*SHORT PROBLEM*
Show every line of the items below that contains the word "hill", counting only matches with the same case.

*RECORDED INFORMATION*

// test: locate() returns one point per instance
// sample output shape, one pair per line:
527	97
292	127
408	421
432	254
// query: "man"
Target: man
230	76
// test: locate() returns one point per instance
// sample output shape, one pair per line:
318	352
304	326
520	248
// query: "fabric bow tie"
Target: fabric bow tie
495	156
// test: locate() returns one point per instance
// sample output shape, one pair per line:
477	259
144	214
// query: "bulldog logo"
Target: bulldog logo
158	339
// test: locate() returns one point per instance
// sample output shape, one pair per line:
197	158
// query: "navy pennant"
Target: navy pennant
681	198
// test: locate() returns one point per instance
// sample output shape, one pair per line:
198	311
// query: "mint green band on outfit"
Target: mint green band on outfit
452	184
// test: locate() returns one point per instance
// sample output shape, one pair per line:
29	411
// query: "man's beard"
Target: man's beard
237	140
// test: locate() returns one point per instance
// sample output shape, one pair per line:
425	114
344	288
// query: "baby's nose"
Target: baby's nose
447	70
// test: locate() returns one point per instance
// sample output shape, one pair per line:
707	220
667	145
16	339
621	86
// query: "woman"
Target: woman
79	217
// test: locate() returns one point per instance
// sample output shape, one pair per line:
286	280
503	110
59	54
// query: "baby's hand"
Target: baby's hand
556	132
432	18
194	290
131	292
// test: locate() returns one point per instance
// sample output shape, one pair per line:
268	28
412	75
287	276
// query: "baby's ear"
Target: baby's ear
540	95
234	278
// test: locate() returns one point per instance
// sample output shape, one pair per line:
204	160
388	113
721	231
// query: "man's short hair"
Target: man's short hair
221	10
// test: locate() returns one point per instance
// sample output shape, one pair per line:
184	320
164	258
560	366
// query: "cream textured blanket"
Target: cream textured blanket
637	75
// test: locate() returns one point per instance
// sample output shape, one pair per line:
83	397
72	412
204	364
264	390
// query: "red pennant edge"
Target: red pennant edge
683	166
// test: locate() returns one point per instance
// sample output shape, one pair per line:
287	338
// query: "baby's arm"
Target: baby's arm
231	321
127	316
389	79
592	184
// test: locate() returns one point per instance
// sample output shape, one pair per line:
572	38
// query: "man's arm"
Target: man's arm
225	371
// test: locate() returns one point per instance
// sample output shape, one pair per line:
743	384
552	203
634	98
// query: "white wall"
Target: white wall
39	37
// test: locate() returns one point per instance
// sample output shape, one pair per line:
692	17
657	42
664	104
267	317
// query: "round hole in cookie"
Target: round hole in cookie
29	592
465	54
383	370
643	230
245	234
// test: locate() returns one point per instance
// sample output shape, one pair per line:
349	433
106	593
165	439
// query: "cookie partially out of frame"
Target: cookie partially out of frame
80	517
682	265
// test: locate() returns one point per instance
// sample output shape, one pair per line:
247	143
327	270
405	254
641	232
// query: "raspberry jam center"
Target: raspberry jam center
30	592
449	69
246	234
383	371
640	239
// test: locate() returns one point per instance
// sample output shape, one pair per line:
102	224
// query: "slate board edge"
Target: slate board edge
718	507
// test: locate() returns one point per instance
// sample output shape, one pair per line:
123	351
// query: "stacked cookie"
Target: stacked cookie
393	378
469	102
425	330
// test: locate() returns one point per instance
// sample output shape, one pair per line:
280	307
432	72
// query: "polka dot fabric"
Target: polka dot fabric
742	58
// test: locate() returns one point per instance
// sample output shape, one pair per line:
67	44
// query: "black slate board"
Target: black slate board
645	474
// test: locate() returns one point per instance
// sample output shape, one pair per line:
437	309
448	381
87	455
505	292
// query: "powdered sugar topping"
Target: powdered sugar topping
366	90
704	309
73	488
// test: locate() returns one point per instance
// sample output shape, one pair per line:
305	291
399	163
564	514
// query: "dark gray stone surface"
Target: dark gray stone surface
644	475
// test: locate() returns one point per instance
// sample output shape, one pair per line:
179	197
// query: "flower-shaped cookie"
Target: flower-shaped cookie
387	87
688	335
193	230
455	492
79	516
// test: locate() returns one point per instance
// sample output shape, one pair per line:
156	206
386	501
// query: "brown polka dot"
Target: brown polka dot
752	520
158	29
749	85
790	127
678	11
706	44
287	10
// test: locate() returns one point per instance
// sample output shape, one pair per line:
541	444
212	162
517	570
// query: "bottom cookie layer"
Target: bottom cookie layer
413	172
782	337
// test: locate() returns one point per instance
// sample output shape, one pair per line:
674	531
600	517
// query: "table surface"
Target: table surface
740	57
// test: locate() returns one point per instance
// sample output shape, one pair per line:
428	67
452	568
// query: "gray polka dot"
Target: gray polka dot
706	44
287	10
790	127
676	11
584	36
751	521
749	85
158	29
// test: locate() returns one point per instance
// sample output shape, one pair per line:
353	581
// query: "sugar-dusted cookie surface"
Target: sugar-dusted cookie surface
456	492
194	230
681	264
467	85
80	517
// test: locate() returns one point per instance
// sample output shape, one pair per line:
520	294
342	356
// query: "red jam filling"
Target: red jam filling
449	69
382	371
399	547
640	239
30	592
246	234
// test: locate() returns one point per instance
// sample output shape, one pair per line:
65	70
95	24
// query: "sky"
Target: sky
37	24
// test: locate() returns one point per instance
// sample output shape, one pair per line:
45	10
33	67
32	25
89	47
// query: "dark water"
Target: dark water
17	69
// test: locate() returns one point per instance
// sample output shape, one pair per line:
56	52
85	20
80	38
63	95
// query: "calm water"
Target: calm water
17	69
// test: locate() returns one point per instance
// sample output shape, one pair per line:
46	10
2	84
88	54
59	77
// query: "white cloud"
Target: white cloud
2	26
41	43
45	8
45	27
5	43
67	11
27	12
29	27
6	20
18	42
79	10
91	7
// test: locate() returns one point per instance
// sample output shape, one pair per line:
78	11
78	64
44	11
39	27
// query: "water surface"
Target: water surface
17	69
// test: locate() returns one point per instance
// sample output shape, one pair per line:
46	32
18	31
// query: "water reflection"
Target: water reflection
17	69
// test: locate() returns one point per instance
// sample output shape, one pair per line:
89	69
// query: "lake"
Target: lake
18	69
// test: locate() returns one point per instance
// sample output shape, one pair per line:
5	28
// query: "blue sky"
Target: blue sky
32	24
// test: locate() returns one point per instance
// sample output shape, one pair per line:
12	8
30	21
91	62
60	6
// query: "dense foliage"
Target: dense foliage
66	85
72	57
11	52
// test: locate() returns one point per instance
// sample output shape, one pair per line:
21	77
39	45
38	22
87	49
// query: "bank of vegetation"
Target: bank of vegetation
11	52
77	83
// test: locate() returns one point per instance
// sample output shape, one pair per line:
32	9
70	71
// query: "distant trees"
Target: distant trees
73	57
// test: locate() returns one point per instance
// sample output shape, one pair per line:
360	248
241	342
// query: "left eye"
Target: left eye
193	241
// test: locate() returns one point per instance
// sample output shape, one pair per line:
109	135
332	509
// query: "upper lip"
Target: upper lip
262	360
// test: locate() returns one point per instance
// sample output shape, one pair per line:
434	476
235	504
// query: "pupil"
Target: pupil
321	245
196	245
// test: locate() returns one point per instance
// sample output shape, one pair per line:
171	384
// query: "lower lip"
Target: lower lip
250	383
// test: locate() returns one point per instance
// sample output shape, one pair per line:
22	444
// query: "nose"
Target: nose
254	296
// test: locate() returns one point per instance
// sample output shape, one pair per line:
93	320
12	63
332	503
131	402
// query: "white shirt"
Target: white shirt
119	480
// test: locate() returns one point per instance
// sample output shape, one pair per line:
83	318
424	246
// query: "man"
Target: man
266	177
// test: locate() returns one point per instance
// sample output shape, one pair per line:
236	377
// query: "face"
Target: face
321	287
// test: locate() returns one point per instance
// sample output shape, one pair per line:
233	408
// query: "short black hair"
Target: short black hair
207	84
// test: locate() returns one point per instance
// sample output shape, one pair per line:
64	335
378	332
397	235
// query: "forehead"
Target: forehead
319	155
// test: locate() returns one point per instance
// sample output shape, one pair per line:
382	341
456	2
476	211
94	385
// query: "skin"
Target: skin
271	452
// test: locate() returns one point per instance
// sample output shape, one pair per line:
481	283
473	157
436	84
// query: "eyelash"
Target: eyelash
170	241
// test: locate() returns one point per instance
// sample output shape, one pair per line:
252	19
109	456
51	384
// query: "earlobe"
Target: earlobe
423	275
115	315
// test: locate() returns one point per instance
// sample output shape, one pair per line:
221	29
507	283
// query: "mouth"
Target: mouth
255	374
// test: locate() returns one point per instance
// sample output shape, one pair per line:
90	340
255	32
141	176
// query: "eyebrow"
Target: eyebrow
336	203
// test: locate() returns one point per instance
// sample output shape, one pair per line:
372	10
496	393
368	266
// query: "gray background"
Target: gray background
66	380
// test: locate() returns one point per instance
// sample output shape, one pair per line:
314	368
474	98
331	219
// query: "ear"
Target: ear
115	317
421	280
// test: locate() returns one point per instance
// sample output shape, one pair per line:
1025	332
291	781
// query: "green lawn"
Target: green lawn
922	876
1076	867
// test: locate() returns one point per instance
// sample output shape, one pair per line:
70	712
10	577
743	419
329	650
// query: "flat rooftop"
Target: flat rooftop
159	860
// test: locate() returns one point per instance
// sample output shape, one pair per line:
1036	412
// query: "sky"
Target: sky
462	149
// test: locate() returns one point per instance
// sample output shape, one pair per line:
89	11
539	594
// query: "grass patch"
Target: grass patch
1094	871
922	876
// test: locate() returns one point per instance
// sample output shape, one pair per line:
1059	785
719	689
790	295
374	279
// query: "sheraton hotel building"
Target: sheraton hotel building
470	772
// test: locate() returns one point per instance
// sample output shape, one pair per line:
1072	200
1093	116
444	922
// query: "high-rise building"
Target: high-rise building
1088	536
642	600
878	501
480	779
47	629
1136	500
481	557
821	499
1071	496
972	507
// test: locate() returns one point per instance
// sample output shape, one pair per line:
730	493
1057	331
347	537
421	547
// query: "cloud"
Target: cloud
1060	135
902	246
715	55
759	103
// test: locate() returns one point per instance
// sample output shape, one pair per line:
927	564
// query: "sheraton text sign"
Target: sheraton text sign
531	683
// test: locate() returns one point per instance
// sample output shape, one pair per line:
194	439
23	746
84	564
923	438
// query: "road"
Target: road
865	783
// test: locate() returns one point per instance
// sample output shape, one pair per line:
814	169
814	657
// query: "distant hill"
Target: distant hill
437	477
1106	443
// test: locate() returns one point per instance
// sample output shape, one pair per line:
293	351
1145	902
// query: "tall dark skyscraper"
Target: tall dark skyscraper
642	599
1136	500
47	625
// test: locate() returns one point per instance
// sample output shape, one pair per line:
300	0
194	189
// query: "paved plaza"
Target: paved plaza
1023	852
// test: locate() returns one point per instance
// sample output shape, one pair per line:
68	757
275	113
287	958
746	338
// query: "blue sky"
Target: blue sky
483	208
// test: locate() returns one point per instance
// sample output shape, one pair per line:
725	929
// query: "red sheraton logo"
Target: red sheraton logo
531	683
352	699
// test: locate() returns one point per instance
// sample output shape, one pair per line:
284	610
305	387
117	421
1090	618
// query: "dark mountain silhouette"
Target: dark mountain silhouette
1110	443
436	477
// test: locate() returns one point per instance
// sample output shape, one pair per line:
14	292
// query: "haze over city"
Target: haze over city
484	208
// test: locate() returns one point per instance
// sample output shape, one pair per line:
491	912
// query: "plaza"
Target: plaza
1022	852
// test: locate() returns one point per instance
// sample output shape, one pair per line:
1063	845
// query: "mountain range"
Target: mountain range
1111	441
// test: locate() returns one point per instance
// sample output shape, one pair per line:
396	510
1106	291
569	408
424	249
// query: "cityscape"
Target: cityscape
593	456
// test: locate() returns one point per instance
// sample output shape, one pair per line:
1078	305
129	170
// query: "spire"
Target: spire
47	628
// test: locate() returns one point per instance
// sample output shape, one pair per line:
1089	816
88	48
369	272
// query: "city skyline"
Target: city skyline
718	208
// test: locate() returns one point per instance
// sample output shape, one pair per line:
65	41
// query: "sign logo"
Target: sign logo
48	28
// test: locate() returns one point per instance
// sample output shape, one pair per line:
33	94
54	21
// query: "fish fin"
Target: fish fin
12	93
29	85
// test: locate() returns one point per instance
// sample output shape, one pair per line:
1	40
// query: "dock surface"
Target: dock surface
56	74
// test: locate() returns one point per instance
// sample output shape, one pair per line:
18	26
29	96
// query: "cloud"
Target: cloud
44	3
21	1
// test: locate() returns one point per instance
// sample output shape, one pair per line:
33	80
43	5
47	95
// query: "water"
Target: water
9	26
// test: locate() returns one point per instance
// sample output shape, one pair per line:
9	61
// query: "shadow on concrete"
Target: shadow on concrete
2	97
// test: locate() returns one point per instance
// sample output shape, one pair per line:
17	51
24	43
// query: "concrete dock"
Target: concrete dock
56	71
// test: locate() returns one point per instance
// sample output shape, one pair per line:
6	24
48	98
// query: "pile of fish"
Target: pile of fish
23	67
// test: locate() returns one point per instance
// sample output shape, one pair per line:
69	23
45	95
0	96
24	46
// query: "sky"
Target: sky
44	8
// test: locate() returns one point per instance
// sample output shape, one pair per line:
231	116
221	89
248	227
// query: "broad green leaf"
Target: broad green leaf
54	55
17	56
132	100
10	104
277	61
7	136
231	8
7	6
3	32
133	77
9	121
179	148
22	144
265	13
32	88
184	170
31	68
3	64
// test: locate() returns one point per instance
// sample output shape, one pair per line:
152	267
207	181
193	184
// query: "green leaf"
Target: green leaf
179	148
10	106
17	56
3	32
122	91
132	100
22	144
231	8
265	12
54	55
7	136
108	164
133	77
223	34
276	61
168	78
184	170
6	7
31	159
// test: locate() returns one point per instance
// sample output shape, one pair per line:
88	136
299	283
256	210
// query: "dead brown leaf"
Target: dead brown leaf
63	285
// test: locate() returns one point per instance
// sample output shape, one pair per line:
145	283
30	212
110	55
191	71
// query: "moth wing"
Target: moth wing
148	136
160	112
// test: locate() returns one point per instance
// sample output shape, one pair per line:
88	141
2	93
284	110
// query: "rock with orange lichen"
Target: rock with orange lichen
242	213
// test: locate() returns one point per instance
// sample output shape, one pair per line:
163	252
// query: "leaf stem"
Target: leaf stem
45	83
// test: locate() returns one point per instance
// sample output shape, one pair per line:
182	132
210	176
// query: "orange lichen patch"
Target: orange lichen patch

*RESULT OF THIS TASK*
// query: "distant hill"
Target: distant hill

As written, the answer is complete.